TEXT EXTRACT =
When available, we use quoted market prices to determine the fair value of an asset or liability. If quoted market prices are not available, we measure fair value using valuation techniques that use, when possible, current market-based or independently-sourced market parameters, such as interest rates and currency rates. The following is a description of the valuation techniques that we use to measure the fair value of assets and liabilities that we measure and report at fair value on a recurring or one-time basis:
 
Cash equivalents. At March 31, 2011, our cash equivalents consisted of commercial paper, corporate debt securities, and money market mutual funds. At December 31, 2010, our cash equivalents consisted of commercial paper and money market mutual funds. We value our commercial paper and corporate debt securities cash equivalents using quoted prices for securities with similar characteristics and other observable inputs (such as interest rates that are observable at commonly quoted intervals), and accordingly, we classify the valuation techniques that use these inputs as Level 2. We value our money market cash equivalents using observable inputs that reflect quoted prices for securities with identical characteristics, and accordingly, we classify the valuation techniques that use these inputs as Level 1.

STORED DATA =

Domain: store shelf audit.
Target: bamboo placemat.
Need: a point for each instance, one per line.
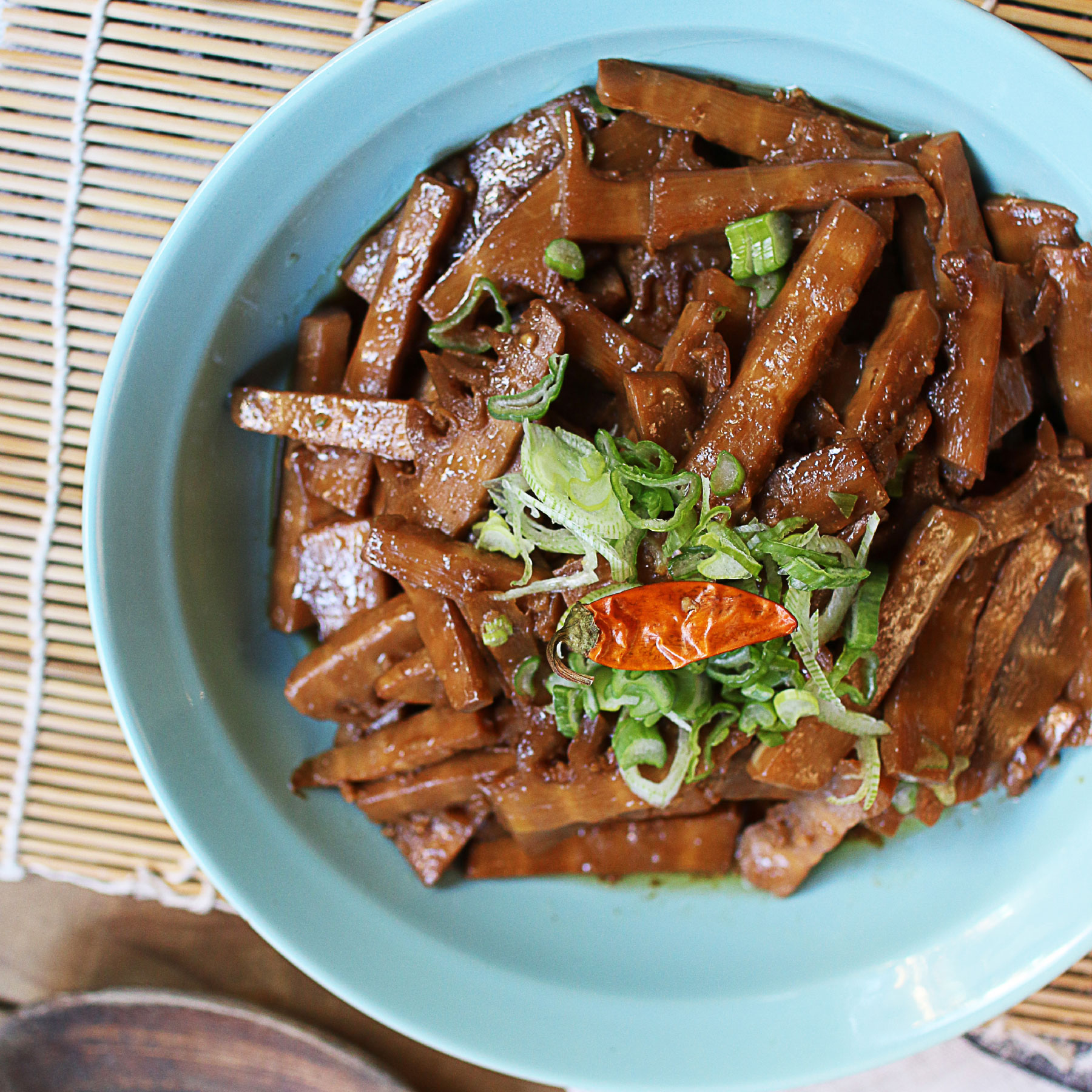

COMPLETE THE FOLLOWING =
A - From the fair value excerpt, list every type of holding that made up the cash equivalents at March 31, 2011.
B - Transcribe the fair value excerpt from "Cash equivalents. At" to "inputs as Level 1.".
C - Answer these questions from the fair value excerpt, one per line:
(i) When available, what is used to determine the fair value of an asset or liability?
(ii) What did the cash equivalents consist of at December 31, 2010?
(iii) As what level are the valuation techniques for the money market cash equivalents classified?

ANSWERS TO THE EXERCISE =
A -
Commercial paper
Corporate debt securities
Money market mutual funds

B -
Cash equivalents. At March 31, 2011, our cash equivalents consisted of commercial paper, corporate debt securities, and money market mutual funds. At December 31, 2010, our cash equivalents consisted of commercial paper and money market mutual funds. We value our commercial paper and corporate debt securities cash equivalents using quoted prices for securities with similar characteristics and other observable inputs (such as interest rates that are observable at commonly quoted intervals), and accordingly, we classify the valuation techniques that use these inputs as Level 2. We value our money market cash equivalents using observable inputs that reflect quoted prices for securities with identical characteristics, and accordingly, we classify the valuation techniques that use these inputs as Level 1.

C -
(i) Quoted market prices
(ii) Commercial paper and money market mutual funds
(iii) Level 1